BRINGING ASIAN RACING TO THE WORLD

David Morgan

Chief Journalist

A A A

COMMENT | Doyle deserves a Hong Kong offer

Hong Kong needs to get back on the front foot in its recruitment of top jockeys who are women.

What does it take for the Hong Kong Jockey Club (HKJC) to offer a licence – long-term or short – to an overseas jockey? A championship under the belt would help, for sure; a Group One win on the resume would likely be required. A Classic win? Notable successes at major festivals? Proven winning ability in multiple international jurisdictions? A top three position in a top tier premiership?

The above combined should certainly do it. Champion jockey title aside (there’s time for that yet) Hollie Doyle ticks the boxes. If the Club’s licensing committee does not already have her high on the list for at least a winter contract, it really should have.

Europe’s outstanding female rider is currently second in the British title race and is rolling off another Group One win on her Prix de Diane heroine Nashwa at ‘Glorious Goodwood’ last week. She has also bagged a Coventry Stakes at Royal Ascot this season, nailed a famous high-weighted staying handicap victory in the Northumberland Plate on another of her Group One winners, Trueshan, and has notched more than 100 wins in a year for the fourth time in a row.     

A A A
SHARE

Hollie Doyle scores aboard her great stayer Trueshan at Ascot in 2020. (Photo by Alan Crowhurst/Getty Images)

Hollie Doyle wins the Nassau Stakes on Nashwa at Goodwood. (Photo by Adam Davy/PA Images via Getty Images)

Not only that, she has ridden at Happy Valley the past two Decembers as an invitee to the International Jockeys Championship (IJC), and, in 2021, she became the first woman to ride a winner during that lucrative competition.

▸ **Directions**:
(a) Please say whether each statement agrees with the Hollie Doyle comment, answering yes or no and quoting the deciding words: (i) Doyle is currently second in the British title race. (ii) Doyle already holds a champion jockey title. (iii) In 2021, Doyle became the first woman to ride a winner during the International Jockeys Championship.
(b) Carry on the Hollie Doyle comment from its last sentence.

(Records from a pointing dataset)
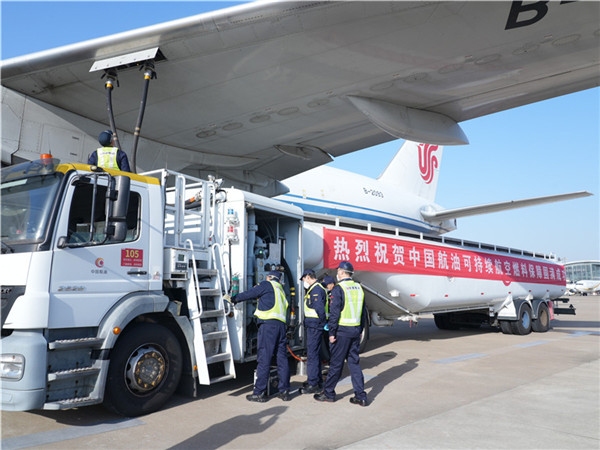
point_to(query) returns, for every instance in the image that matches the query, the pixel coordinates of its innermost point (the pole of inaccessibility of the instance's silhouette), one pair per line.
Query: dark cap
(275, 274)
(346, 267)
(328, 280)
(105, 138)
(308, 272)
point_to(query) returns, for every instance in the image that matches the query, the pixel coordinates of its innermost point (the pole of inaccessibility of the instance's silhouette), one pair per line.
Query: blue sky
(550, 147)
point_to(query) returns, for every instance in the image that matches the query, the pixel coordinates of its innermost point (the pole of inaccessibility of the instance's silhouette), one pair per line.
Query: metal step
(207, 272)
(68, 344)
(219, 357)
(73, 373)
(209, 292)
(69, 403)
(207, 314)
(214, 335)
(221, 378)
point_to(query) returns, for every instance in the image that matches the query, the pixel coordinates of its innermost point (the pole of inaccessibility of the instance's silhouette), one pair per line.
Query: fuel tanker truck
(114, 284)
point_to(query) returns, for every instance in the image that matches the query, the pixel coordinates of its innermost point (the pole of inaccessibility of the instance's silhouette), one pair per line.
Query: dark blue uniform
(271, 339)
(346, 347)
(314, 332)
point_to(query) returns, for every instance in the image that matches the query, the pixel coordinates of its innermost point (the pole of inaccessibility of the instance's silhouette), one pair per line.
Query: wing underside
(265, 90)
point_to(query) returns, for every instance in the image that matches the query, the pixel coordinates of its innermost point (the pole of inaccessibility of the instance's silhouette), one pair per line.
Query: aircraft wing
(447, 214)
(265, 90)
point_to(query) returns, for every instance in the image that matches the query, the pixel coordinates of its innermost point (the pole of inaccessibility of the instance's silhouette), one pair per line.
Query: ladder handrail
(196, 281)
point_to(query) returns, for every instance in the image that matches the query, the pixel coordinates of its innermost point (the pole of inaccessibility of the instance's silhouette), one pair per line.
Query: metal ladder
(212, 344)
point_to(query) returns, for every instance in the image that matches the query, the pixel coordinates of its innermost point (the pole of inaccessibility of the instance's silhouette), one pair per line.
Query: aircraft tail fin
(415, 168)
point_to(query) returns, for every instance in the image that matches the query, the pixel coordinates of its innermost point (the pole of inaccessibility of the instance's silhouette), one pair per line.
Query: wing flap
(430, 214)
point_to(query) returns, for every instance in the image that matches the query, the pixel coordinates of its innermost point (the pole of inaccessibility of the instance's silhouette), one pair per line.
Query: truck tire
(522, 325)
(542, 323)
(506, 327)
(144, 370)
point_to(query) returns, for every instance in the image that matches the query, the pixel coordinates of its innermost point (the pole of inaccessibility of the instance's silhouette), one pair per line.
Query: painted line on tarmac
(459, 358)
(65, 434)
(531, 344)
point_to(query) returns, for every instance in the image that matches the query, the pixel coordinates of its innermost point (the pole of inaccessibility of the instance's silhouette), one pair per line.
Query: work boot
(356, 401)
(261, 398)
(323, 398)
(311, 389)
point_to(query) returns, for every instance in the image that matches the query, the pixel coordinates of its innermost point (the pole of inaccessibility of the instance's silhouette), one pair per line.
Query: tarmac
(428, 389)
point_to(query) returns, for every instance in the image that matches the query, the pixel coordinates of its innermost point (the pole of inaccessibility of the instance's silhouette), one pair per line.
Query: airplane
(584, 287)
(367, 209)
(262, 91)
(335, 196)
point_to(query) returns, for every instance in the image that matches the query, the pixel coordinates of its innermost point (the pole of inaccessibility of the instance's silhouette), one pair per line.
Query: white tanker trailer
(462, 283)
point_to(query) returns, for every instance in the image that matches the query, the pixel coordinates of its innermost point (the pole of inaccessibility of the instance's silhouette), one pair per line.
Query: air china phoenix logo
(428, 162)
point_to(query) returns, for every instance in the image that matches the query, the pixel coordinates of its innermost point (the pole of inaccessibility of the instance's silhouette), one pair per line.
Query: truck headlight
(12, 366)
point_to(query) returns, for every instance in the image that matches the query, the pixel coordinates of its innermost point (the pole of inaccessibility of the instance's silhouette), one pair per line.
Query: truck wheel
(522, 325)
(506, 327)
(542, 323)
(144, 370)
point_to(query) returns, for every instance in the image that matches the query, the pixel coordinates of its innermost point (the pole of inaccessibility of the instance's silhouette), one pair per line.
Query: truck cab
(114, 284)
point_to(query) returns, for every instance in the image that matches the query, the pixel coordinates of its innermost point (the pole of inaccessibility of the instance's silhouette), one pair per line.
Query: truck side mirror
(116, 226)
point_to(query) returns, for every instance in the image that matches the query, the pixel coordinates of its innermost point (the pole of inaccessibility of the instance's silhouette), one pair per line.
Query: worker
(315, 300)
(345, 328)
(108, 156)
(271, 314)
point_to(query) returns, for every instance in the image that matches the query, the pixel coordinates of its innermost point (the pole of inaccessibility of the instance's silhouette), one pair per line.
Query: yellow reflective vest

▸ **Task-by-task outputs**:
(a)
(i) Yes: "Europe’s outstanding female rider is currently second in the British title race"
(ii) No: "Champion jockey title aside (there’s time for that yet)"
(iii) Yes: "in 2021, she became the first woman to ride a winner during that lucrative competition."

(b)
But the HKJC has not licensed a female jockey for other than a one-off gig since Kei Chiong rode her last race in July 2017. In fact, no overseas female jockey has been granted a contract to ride for an extended period since the Eclipse Award winner Emma-Jayne Wilson was licensed in February 2008. Like plenty of her male counterparts before and since, Wilson struggled to gain traction and cut short her contract after only two months. 

The HKJC lauds Hong Kong racing as being world leading, and, in several aspects, it is – just look at its prizemoney, betting turnover and general race day experience – but when it comes to advancing female riders, it is hiding away cautiously in the middle of the pack.

Jockey Emma-Jayne Wilson at Sha Tin trackwork in 2008. (Photo by Kenneth Chan/South China Morning Post via Getty Images)

That pack is tightly grouped, mind you. Although Doyle is high in the standings in Britain, she is the only female jockey in the top 50 there, and, of the seven women currently in the top 100, three are apprentices. This year in Britain, 368 jockeys have ridden and 91 were female, but when you take out amateur riders and the 28 apprentices, only 15 women are full-fledged jockeys.

Japan is making some late but steady headway on that front, while in the US, the highest positioned female in the national standings nowadays is the Prairie Meadows-based rider Kaylee Jordan, 106th on the list, ahead of the veterans Wilson (117th) and Chantal Sutherland (121st).

The current situation in Hong Kong was not always so. In the 1990s Hong Kong was up on the pace, as the HKJC (or Royal HKJC pre-1997) saw a prime opportunity to market its Ladies’ Purse fixture by inviting ‘the ladies’ to compete.

Between 1994 and 1997, in came Julie Krone, Emma O’Gorman, Lisa Cropp, Donna Barton, Kim Clapperton and Alex Greaves to ride at the historic race day. Krone was so good during her first Sha Tin experience in 1994 – two wins and two seconds from her first four rides – that she was invited back two years later.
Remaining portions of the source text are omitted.